__Exercise tasks__.
- A) In the blog post about basement demolition below, what did the basement ceilings turn out to be made of?
- B) Pick up the blog post about basement demolition after its last sentence and keep writing it.

Friday, 2 November 2012

Demolition Man

Today we have our first guest post, although it seems weird to consider my husband a guest since he's saddled with the as much house-renovating responsibilities as I am. If you follow him on Twitter, you'll know that he introduced my blog to his world by saying "My wife's now a reno blogger. She takes pics while I work. #needabetteragent" But he's more than muscle; he did the grunt work on the banner above, and is something of a writer in his own right. So enjoy this inaugural guest post, which may become a semi-regular feature if things go well. (That's right. I put my own husband on blog probation.) Without further ado...

Demolition Man

Hello, Grandpa Joe's House readers, and thank you for what I'm sure was a glowing intro, Cassy.

Okay, I won't lie, I wrote that too. It’s sweet, sweet revenge for every time she texts from my phone without identifying herself. (In totally-unrelated news, sorry for creeping you out, Mom.) Today I get to tell you about demolition.

As you'll have noticed from Our To-Do List, gutting the basement was originally scheduled to happen somewhere down the line, but not now. The plan was, we'd sleep in the basement for a while until we could get the master bedroom done, then move once. 

That didn't quite pan out.

In the span of a few days gutting the basement went from being a sometime-in-the-future thing to a needs-to-happen-this-weekend thing. (To make a long story short, we'd planned to swap out our boiler-powered hot-water heating system for a forced-air furnace and ductwork in the spring; however, some planned winter renos would be eased by not having to work around the hot-water system's baseboard heaters, and so we bit the bullet and moved the timetable up.) And thus began my love affair with demolition.

My prior experience with the work--nay, the art--of demolition was limited to taking off a few baseboards at our old condo. I just hadn't had much exposure to the elegant dance of devastation. So I reached out to some friends of mine who have a reputation for being destructive, and I'll reprint one subsequent conversation here:

So those are my friends. An insatiable appetite for destruction. (Crap, now I owe Axl Rose royalties.)

The day came, and more guys showed up than I expected. And they were well armed. We'd already gotten a couple of tools from my in-laws (including a dull-axe-looking thing called a maul, coolest tool name ever), but the assortment of prybars, knives, and instruments of devastation on display slightly terrified me. I was glad we'd invested in some rudimentary safety equipment: glasses, masks, and work gloves.

How did it go? Removing the ceiling was the plan for the entire evening. I had feared--based on our walls upstairs--that the basement ceiling would be plastered like a frat boy on Spring Break. And plaster ceilings from the '60s sometimes contained asbestos. I was prepared for their removal to be so slow and painful Terrence Malick would make a movie about it! Hey-oh! (What’s that? I'm being told to make my references more broad. Well, we'll see about that.)

The ceilings were in fact drywall. When my buddy’s learned this, it was like Mel Gibson teeing up an alien and telling Joaquin Phoenix to "swing away". (From Signs. How's that? Broader? Okay.) The guys attacked the ceilings with a ferocity I had only seen before in the hyenas that attack Scar at the end of The Lion King. (Everyone’s seen that one.) In 20 minutes--maybe 25--the ceiling was all on the carpet, the trusses and beams were all exposed, and the air was so choked with dust we had trouble taking a decent photo.

__Raw data__.
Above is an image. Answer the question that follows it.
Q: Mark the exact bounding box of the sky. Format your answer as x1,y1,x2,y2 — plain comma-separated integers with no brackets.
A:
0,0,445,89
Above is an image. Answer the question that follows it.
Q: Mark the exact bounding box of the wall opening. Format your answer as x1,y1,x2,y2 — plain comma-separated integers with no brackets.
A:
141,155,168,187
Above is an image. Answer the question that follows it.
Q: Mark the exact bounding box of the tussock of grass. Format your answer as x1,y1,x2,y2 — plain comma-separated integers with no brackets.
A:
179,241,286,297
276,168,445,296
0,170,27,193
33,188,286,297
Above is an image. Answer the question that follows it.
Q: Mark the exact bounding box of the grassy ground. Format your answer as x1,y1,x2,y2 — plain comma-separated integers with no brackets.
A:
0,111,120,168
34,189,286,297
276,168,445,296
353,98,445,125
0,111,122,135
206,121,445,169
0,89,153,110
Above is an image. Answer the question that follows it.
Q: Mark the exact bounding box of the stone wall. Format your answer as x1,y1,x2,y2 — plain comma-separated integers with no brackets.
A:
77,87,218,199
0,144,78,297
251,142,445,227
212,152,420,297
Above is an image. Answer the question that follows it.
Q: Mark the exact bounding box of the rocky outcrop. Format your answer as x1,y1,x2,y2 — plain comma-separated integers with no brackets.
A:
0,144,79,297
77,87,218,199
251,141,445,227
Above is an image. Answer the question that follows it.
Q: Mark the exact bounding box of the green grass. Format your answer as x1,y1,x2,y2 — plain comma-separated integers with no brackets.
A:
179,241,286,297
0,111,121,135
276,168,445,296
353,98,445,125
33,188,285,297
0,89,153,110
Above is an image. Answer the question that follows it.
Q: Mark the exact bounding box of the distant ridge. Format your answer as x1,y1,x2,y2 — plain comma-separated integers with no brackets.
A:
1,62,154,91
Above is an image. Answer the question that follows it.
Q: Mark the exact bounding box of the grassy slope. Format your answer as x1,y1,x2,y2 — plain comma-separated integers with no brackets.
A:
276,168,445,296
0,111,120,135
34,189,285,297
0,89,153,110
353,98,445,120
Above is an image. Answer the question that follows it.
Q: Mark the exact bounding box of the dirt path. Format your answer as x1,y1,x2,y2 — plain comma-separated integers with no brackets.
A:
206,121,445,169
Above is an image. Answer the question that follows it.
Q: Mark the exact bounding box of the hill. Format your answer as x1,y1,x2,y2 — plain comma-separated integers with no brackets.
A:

__Results of the tasks__.
- A) Drywall.

- B)
The success of scrapping the ceiling emboldened our crew, and realizing there was no real reason to leave the rest of the basement intact (save for the laundry room and small bathroom), we went to town on the walls and flooring. (I'd show some of the "Before" pictures here, but those definitely deserve their own post. Oh-ho-ho boy, do they ever.) We got two-thirds of the way through that before the guys had to run off to other engagements, but in a few evenings thereafter, I was able to polish off the job.

But I have to admit, I’m hooked on demolition. Since my inaugural experience, I have on several occasions donned my official “demolition sweatpants” and taken the hammer and prybar to a closet, a storage room, and even beheld the power of the sawzall (watch out world). And since I’m now an expert (branded sweatpants coming soon, ladies), here are some tips for future demolition exploits:
  • A hammer, a big prybar and a sharp utility knife are really all you need for 95% of the job. I had to be reminded several times that, unless I was planning on keeping the scraps for some future project, this was about wanton destruction, not dainty disassembly. 
  • When tearing out drywall, wear a mask. Even if it caused your safety glasses to fog up. Especially if you're an asthmatic. Trust me. (Unless you love that feeling where your trachea narrows to the size of a twisted drinking straw.)
  • Clean up the same day. Let the adrenaline of “Hulk Smash!” carry you through the dullness of collecting it and carrying it away afterward.
  •  I had expected to painstakingly remove the outlet covers and switch cover plates. Unless you're planning to reuse the same ones--and honestly, does anyone really love those almond-coloured ones that used to be everywhere?--just pull off the wall with them still on. They'll crack and come flying off in a way that is oddly satisfying, and you'll save your wrists a good chunk of time getting to know a screwdriver. I know this seems wasteful, but if you’re going to replace them anyway, I say “enjoy the pop!”
  • Having a couple garbage cans around is really helpful, even if you expect to take most of the large material to the dump. Things tend to break in pieces smaller than you'd hope, and having a bin around to carry them out in is awful handy. Need a garbage can? Check around your neighbourhood. Once a week they’re everywhere! (Kidding. But honestly, how would you go about throwing away a garbage can?) 
  • If you don't know if there are dangerous materials in your older home, don't take chances. Ask someone who knows. Asbestos is some nasty business.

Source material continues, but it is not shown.